Start of Entries supplied
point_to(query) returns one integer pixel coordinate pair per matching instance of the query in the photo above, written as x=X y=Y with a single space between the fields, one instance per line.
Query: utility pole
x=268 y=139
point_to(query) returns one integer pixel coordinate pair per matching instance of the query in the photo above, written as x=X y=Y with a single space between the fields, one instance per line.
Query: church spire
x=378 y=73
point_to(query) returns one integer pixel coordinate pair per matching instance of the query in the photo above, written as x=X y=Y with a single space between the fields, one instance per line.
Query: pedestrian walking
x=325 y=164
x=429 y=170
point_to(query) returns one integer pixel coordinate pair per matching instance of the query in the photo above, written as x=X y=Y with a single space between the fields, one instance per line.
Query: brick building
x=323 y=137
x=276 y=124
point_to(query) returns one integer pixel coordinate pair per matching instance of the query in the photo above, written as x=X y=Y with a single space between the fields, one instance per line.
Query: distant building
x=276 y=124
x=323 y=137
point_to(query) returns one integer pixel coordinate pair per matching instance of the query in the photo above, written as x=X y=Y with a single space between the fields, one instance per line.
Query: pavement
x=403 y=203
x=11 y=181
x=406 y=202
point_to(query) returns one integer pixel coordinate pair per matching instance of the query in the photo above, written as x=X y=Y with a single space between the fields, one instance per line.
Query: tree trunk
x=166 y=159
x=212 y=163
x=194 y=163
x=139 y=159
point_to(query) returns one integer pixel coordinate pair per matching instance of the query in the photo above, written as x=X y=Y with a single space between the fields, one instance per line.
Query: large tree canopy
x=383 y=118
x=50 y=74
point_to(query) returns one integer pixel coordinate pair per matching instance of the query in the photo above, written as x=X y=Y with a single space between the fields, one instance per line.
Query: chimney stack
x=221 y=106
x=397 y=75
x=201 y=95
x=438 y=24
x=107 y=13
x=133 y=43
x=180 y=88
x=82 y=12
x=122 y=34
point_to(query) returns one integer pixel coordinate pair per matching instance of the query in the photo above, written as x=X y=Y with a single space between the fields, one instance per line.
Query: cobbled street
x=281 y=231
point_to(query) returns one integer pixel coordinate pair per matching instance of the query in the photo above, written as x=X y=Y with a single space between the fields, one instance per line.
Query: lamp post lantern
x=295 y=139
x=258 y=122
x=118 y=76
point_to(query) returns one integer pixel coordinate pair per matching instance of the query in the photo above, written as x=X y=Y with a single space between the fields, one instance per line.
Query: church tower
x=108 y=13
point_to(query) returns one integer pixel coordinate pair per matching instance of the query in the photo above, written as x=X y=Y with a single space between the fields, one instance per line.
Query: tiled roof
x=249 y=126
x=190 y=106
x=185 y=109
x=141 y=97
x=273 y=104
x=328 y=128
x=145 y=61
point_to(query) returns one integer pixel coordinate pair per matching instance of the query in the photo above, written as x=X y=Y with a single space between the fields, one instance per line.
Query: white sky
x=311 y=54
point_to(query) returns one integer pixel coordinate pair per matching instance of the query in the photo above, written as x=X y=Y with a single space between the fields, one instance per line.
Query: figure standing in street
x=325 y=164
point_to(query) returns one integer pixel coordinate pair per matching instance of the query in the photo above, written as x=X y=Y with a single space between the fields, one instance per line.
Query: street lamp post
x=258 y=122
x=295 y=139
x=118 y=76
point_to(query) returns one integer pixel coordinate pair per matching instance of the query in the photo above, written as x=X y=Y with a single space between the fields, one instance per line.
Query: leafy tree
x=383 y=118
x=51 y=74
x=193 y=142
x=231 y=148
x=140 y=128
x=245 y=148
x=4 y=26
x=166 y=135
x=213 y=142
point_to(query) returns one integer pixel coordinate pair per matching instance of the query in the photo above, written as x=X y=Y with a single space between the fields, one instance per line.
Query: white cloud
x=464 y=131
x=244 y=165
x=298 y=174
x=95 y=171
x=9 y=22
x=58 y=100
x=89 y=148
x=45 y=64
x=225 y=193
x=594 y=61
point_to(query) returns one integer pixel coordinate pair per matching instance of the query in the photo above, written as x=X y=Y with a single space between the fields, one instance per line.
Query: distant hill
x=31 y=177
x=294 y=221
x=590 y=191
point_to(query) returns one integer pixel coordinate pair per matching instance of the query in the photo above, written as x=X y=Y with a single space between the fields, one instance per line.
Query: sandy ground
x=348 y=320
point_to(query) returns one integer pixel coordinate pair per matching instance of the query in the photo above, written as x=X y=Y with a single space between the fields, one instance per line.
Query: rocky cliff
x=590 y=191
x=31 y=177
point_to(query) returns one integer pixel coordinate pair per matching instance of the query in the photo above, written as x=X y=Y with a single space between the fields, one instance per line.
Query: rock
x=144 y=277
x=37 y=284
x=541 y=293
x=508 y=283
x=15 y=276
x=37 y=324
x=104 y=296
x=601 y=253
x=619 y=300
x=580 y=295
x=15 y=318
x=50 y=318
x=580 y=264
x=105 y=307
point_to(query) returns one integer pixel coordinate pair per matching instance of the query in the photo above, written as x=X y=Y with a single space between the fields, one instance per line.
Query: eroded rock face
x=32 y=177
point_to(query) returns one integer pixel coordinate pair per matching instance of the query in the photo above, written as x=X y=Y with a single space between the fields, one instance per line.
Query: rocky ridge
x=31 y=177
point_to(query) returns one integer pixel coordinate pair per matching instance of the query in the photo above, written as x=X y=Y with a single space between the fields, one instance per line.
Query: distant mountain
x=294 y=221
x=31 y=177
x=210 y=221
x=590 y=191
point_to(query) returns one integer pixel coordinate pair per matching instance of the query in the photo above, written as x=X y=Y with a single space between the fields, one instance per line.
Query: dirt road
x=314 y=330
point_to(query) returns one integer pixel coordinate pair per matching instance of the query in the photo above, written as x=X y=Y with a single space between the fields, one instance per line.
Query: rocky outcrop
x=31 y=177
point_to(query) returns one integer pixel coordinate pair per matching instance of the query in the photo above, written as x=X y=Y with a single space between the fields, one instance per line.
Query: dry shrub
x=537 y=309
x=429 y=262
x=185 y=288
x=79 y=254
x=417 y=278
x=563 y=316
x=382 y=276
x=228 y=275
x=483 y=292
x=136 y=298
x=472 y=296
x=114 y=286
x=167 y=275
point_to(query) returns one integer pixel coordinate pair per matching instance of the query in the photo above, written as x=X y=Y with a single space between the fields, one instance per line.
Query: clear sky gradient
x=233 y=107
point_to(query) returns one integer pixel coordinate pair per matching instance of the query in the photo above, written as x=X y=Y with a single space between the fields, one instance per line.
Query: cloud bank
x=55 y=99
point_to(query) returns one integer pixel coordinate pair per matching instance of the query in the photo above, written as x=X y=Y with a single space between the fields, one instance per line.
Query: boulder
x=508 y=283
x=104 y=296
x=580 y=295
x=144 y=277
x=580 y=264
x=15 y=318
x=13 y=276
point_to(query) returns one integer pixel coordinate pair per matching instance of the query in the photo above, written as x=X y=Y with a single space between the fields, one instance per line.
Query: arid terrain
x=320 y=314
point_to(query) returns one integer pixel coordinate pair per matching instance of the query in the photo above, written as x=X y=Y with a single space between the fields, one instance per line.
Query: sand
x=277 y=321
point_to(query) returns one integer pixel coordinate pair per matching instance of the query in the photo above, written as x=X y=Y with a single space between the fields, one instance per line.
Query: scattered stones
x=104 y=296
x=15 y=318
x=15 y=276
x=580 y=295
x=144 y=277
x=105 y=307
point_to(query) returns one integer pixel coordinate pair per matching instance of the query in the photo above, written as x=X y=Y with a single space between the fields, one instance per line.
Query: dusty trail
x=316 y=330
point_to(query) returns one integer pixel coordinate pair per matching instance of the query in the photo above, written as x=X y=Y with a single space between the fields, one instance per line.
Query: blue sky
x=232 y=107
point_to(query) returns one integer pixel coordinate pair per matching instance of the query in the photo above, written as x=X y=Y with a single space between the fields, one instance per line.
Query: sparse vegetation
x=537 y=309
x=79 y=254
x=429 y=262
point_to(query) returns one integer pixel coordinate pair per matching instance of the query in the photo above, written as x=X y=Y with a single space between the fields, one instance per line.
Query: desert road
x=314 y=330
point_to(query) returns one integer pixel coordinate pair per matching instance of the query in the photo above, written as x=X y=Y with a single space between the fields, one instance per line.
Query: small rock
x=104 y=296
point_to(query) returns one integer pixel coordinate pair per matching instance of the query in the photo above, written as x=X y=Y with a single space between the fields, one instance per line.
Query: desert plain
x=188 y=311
End of Entries supplied
• [Work to complete]
Report each line of the listing above that contains the string "distant", copied in full, matching case exactly.

• [Output]
Query: distant building
Query: distant hill
Query: distant mountain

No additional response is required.